**GIVEN PROBLEM**
From the line with "target: overcast sky" down to the final line of the material below, quote every line exactly and leave out all lines before it.

[Region labeling items]
━━━━

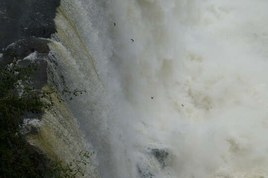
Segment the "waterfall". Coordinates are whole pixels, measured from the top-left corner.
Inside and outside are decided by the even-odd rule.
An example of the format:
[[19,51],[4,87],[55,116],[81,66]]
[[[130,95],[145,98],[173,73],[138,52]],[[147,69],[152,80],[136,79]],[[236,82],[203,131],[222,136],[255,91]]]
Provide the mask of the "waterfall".
[[101,177],[268,177],[268,5],[62,0],[49,45]]

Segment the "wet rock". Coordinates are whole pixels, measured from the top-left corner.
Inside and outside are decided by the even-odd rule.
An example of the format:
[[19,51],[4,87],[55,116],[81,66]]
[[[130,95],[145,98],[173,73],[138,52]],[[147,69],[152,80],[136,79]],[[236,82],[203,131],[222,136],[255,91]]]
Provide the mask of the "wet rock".
[[158,161],[163,168],[166,165],[166,159],[168,153],[164,149],[153,148],[150,149],[150,153]]
[[0,53],[17,40],[50,38],[56,32],[53,19],[60,0],[0,1]]
[[144,167],[141,167],[139,165],[137,165],[137,170],[138,174],[141,178],[152,178],[154,177],[148,169]]

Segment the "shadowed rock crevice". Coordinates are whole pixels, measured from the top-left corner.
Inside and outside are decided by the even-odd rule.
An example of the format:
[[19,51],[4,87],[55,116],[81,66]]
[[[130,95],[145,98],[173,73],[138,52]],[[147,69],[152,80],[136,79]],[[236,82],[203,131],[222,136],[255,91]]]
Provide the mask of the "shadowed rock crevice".
[[0,52],[29,37],[49,38],[56,32],[54,19],[60,0],[0,1]]

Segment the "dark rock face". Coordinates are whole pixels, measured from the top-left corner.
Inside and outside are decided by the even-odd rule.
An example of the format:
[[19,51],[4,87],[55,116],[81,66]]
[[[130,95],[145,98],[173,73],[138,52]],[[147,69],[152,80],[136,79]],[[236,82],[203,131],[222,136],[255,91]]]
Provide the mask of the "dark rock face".
[[138,174],[141,178],[152,178],[154,177],[146,168],[137,166]]
[[29,37],[49,38],[60,0],[0,1],[0,53],[9,44]]
[[168,153],[163,150],[158,148],[151,149],[151,154],[158,161],[162,167],[166,166],[166,160],[168,156]]

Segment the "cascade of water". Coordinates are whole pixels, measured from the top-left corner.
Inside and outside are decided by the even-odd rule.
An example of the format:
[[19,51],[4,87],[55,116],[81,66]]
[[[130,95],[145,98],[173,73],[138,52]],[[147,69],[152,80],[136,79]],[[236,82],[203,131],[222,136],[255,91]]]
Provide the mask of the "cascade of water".
[[268,5],[62,0],[56,36],[67,81],[90,91],[73,106],[104,178],[268,176]]

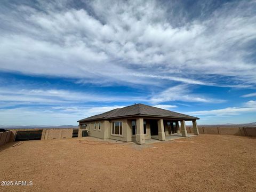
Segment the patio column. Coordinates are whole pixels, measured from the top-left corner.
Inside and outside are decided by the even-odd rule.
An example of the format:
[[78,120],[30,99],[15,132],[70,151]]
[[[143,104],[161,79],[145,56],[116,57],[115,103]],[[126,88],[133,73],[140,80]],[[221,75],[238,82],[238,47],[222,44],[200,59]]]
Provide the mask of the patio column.
[[187,129],[186,129],[186,124],[184,120],[180,121],[181,125],[181,134],[182,137],[188,137],[188,133],[187,132]]
[[180,125],[179,125],[179,122],[176,122],[176,127],[177,129],[177,133],[180,134]]
[[143,118],[138,118],[136,119],[136,128],[137,135],[136,136],[136,142],[137,144],[142,145],[145,143],[145,135],[143,127]]
[[82,137],[82,129],[81,129],[81,125],[80,124],[78,125],[78,134],[77,135],[78,138]]
[[196,120],[192,121],[193,123],[194,134],[196,135],[199,134],[198,128],[197,127],[197,124],[196,123]]
[[157,121],[157,127],[158,128],[158,139],[161,141],[165,140],[165,134],[164,128],[164,120],[159,119]]
[[[165,129],[164,129],[164,127],[165,127]],[[164,123],[164,131],[165,132],[165,136],[169,135],[169,129],[168,129],[168,126],[167,126],[167,122],[165,122],[165,123]]]

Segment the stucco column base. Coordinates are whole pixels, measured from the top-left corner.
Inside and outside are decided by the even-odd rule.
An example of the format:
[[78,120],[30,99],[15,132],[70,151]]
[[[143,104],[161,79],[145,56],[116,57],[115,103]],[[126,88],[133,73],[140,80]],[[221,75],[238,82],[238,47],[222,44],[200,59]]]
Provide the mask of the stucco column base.
[[158,140],[161,141],[165,141],[165,133],[164,132],[164,120],[158,120],[157,121],[157,126],[158,128]]
[[143,118],[138,118],[136,119],[136,127],[137,135],[136,135],[136,143],[139,145],[145,143],[145,135],[143,125]]
[[185,121],[181,121],[180,123],[181,125],[181,135],[182,137],[188,137],[187,129],[186,129]]
[[144,134],[137,134],[136,136],[136,143],[139,145],[145,144],[145,135]]
[[199,131],[198,131],[198,128],[197,127],[197,124],[196,123],[196,120],[193,121],[192,123],[193,123],[194,134],[195,135],[198,135]]
[[165,141],[165,135],[163,132],[158,132],[158,140],[160,141]]
[[82,138],[82,130],[80,129],[78,129],[78,138]]

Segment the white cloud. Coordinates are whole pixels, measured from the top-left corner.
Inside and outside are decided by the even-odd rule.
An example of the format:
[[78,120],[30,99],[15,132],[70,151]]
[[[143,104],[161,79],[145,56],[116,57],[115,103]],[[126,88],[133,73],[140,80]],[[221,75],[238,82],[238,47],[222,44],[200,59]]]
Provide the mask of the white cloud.
[[0,122],[4,125],[76,125],[78,124],[77,121],[81,119],[123,107],[54,107],[52,108],[53,110],[39,107],[0,109]]
[[97,1],[76,10],[67,2],[39,2],[43,11],[3,4],[0,68],[96,83],[211,85],[214,75],[236,79],[231,86],[256,83],[247,51],[256,38],[253,1],[222,4],[179,26],[186,19],[171,4]]
[[101,102],[116,101],[143,101],[146,98],[136,97],[112,96],[103,92],[101,94],[57,89],[21,89],[1,87],[0,101],[15,101],[45,103]]
[[225,101],[223,100],[205,98],[193,94],[192,91],[192,87],[187,85],[174,86],[160,93],[155,93],[149,100],[153,103],[174,101],[209,103],[219,103]]
[[243,113],[256,112],[256,101],[249,101],[244,104],[243,107],[227,107],[224,109],[186,113],[191,115],[225,116],[239,115]]
[[172,109],[172,108],[178,107],[177,106],[171,105],[154,105],[153,106],[155,107],[158,107],[158,108],[162,108],[162,109],[166,109],[166,110],[169,110],[169,109]]
[[246,102],[245,106],[249,107],[255,107],[256,108],[256,101],[249,101]]
[[250,94],[243,95],[242,96],[242,97],[247,98],[247,97],[255,97],[255,96],[256,96],[256,93],[250,93]]

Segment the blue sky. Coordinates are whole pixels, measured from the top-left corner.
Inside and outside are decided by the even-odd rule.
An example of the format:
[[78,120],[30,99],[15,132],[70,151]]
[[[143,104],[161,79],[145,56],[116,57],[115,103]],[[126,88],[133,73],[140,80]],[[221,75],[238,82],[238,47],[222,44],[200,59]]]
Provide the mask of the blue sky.
[[256,122],[255,1],[1,1],[0,124],[134,103]]

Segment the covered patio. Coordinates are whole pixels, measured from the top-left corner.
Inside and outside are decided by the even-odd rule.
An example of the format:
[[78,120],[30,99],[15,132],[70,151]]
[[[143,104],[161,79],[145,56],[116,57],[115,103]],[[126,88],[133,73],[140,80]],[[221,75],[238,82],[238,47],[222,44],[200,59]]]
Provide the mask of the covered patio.
[[[185,122],[188,121],[192,121],[194,134],[189,135],[187,132]],[[149,138],[148,133],[145,138],[145,126],[146,129],[150,130]],[[136,119],[136,142],[140,145],[148,143],[149,139],[165,141],[199,134],[196,119],[138,118]]]

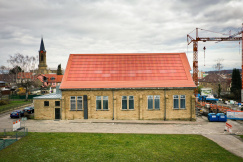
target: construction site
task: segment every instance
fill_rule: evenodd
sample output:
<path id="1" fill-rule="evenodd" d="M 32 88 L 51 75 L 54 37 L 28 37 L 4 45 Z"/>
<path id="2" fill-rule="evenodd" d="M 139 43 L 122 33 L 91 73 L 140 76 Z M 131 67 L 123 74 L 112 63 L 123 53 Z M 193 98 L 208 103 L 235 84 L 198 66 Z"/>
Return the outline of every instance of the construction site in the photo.
<path id="1" fill-rule="evenodd" d="M 199 36 L 200 32 L 211 32 L 211 33 L 217 33 L 217 34 L 222 34 L 222 35 L 227 35 L 223 37 L 211 37 L 210 35 L 204 35 L 204 36 Z M 195 33 L 195 36 L 192 36 L 191 33 Z M 224 33 L 219 33 L 215 31 L 210 31 L 210 30 L 205 30 L 205 29 L 200 29 L 196 28 L 189 34 L 187 34 L 187 43 L 188 45 L 193 44 L 193 81 L 196 84 L 197 87 L 199 87 L 199 70 L 198 70 L 198 47 L 199 47 L 199 42 L 215 42 L 215 43 L 220 43 L 220 42 L 227 42 L 227 41 L 237 41 L 239 42 L 239 53 L 240 53 L 240 48 L 241 48 L 241 72 L 243 72 L 243 24 L 242 28 L 240 31 L 238 31 L 235 34 L 231 35 L 231 32 L 229 34 L 224 34 Z M 241 47 L 240 47 L 241 45 Z M 204 46 L 203 48 L 204 51 L 204 66 L 205 66 L 205 51 L 206 47 Z M 222 55 L 222 58 L 224 56 Z M 241 73 L 241 76 L 243 73 Z M 225 101 L 220 98 L 215 98 L 212 93 L 212 88 L 209 87 L 203 87 L 200 91 L 198 92 L 198 88 L 195 89 L 194 94 L 196 96 L 196 114 L 197 116 L 202 116 L 205 115 L 207 116 L 208 114 L 210 115 L 211 113 L 217 114 L 217 113 L 222 113 L 227 116 L 228 119 L 233 119 L 233 120 L 243 120 L 243 109 L 241 108 L 242 102 L 243 102 L 243 80 L 241 79 L 241 101 L 234 101 L 234 100 L 229 100 Z M 227 121 L 227 120 L 226 120 Z"/>

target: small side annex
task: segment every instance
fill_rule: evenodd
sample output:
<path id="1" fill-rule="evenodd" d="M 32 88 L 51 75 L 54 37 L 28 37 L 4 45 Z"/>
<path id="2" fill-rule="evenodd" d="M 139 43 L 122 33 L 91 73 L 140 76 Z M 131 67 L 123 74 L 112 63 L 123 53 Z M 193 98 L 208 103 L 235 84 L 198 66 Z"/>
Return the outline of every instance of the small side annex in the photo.
<path id="1" fill-rule="evenodd" d="M 70 54 L 60 118 L 194 120 L 195 87 L 185 53 Z"/>

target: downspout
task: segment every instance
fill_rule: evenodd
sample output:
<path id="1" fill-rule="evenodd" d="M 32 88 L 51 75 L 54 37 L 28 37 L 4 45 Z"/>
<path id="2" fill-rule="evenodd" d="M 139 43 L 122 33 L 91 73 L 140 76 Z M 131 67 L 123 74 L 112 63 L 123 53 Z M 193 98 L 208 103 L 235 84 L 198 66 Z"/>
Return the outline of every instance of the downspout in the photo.
<path id="1" fill-rule="evenodd" d="M 191 97 L 191 118 L 190 118 L 190 121 L 192 121 L 193 97 L 194 96 Z M 196 101 L 194 101 L 194 102 L 196 102 Z"/>
<path id="2" fill-rule="evenodd" d="M 112 120 L 114 120 L 114 117 L 115 117 L 115 112 L 114 112 L 114 89 L 112 89 L 112 104 L 113 104 L 113 118 L 112 118 Z"/>
<path id="3" fill-rule="evenodd" d="M 164 95 L 165 95 L 165 112 L 164 112 L 164 120 L 166 120 L 166 89 L 164 89 Z"/>

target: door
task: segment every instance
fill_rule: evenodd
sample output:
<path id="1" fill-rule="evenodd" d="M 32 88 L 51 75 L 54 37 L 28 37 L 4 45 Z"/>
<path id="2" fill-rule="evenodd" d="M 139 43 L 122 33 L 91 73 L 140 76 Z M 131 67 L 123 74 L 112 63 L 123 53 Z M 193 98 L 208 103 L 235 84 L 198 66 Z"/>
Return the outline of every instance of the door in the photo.
<path id="1" fill-rule="evenodd" d="M 55 119 L 61 119 L 60 108 L 55 108 Z"/>
<path id="2" fill-rule="evenodd" d="M 84 95 L 84 119 L 88 119 L 88 100 L 87 100 L 87 95 Z"/>

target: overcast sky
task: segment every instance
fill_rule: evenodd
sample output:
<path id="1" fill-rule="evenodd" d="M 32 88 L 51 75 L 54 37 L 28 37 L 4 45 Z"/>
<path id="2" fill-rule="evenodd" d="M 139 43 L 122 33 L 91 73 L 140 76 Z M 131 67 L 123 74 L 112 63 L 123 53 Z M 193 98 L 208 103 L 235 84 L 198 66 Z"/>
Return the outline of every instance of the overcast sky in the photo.
<path id="1" fill-rule="evenodd" d="M 0 66 L 16 53 L 37 56 L 42 35 L 50 68 L 65 68 L 69 54 L 131 52 L 185 52 L 192 66 L 187 34 L 196 27 L 214 31 L 199 36 L 234 34 L 242 7 L 242 0 L 0 0 Z M 199 42 L 199 70 L 217 59 L 241 68 L 239 42 Z"/>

━━━━

**TASK SOLUTION**
target: overcast sky
task: segment every instance
fill_rule: evenodd
sample output:
<path id="1" fill-rule="evenodd" d="M 32 88 L 51 75 L 54 37 L 28 37 L 4 45 Z"/>
<path id="2" fill-rule="evenodd" d="M 139 43 L 122 33 L 91 73 L 140 76 Z M 131 67 L 123 74 L 112 63 L 123 53 Z M 193 98 L 208 103 L 235 84 L 198 66 Z"/>
Return the outline of every instance of the overcast sky in the photo.
<path id="1" fill-rule="evenodd" d="M 0 66 L 16 53 L 37 56 L 42 35 L 50 68 L 65 68 L 69 54 L 131 52 L 185 52 L 192 66 L 187 34 L 196 27 L 214 31 L 199 36 L 234 34 L 242 7 L 242 0 L 0 0 Z M 199 42 L 199 70 L 217 59 L 241 68 L 239 42 Z"/>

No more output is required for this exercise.